- _Brief_
Scan the data below and pick out the lines containing the word "window".

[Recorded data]
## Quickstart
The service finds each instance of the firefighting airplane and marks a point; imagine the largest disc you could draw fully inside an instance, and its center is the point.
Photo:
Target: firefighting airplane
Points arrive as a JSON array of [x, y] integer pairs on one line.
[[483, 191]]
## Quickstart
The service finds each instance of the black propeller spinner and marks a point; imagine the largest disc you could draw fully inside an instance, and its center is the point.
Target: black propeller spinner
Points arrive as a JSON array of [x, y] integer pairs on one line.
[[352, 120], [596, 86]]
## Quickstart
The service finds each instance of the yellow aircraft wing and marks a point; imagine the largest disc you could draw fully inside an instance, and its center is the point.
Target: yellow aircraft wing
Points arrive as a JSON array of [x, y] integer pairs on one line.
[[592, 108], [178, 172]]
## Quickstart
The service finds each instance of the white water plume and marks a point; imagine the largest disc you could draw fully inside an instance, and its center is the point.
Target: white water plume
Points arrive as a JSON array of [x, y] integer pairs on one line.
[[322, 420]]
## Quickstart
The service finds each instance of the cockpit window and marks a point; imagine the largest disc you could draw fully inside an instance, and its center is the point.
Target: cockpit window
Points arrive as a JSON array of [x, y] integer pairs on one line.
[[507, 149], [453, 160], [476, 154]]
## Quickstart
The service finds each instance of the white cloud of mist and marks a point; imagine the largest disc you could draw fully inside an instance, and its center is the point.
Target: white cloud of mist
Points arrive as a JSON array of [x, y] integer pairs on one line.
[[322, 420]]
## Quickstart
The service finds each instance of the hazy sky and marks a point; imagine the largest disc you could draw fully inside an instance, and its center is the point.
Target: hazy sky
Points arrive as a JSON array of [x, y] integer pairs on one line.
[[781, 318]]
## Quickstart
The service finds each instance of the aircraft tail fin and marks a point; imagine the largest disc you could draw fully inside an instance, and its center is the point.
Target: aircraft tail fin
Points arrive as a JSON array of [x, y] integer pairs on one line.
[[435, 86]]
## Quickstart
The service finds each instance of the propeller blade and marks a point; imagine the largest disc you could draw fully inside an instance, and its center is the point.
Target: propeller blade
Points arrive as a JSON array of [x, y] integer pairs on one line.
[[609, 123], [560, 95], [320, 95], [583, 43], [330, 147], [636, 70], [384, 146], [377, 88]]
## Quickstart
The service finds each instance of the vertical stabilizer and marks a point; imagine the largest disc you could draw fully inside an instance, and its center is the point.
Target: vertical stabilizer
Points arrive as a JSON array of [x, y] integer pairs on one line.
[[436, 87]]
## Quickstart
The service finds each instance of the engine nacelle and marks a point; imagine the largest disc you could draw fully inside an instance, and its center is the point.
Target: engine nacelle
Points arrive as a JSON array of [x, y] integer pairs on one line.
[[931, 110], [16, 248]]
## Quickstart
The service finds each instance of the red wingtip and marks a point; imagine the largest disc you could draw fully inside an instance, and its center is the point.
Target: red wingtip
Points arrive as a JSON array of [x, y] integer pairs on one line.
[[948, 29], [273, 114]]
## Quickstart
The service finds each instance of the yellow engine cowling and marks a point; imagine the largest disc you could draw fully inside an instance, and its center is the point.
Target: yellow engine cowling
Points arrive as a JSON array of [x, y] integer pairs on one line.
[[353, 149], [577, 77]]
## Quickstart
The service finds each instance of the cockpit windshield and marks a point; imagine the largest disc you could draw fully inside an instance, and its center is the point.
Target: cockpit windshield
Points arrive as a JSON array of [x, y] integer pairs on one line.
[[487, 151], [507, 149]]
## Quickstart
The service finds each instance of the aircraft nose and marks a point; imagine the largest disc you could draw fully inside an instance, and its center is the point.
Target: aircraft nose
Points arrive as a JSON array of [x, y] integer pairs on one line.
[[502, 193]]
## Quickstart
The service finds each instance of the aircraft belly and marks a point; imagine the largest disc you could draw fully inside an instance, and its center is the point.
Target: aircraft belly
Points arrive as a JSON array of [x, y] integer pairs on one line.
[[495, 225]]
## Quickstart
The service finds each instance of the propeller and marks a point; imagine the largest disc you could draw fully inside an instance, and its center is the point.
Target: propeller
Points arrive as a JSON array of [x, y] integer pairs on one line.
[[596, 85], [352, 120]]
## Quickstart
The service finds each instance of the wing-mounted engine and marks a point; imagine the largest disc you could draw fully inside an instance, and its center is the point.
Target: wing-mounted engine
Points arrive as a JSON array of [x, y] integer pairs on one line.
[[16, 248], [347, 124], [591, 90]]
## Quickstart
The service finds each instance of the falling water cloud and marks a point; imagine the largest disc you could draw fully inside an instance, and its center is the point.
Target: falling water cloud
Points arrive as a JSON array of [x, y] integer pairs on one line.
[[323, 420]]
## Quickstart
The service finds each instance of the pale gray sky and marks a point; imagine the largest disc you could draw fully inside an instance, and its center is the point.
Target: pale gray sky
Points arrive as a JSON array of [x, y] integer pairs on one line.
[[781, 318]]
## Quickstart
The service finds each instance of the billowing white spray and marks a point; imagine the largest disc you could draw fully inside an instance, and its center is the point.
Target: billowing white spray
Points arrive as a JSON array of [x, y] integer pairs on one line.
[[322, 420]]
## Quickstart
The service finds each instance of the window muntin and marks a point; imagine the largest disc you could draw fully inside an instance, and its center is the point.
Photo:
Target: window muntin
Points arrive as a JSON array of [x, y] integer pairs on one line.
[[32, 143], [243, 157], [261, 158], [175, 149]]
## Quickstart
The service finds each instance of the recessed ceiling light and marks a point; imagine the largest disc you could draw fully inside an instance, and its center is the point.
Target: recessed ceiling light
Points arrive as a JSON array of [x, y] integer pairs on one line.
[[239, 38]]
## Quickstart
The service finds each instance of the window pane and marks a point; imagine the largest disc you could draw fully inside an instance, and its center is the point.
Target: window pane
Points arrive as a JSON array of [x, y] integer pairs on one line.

- _Written reply_
The service finds each instance of the cockpit window and marks a point; imagine the largest disc you could draw fully inside an instance, and its center is the point.
Target: cockpit window
The service finds each instance of the window muntin and marks a point; imagine the largest disc you could draw fully inside an instance, and its center is the point.
Target: window muntin
The service finds each instance of the window pane and marks a point; imagine the largest disc you could draw fully inside an instance, and its center is the point.
Target: window pane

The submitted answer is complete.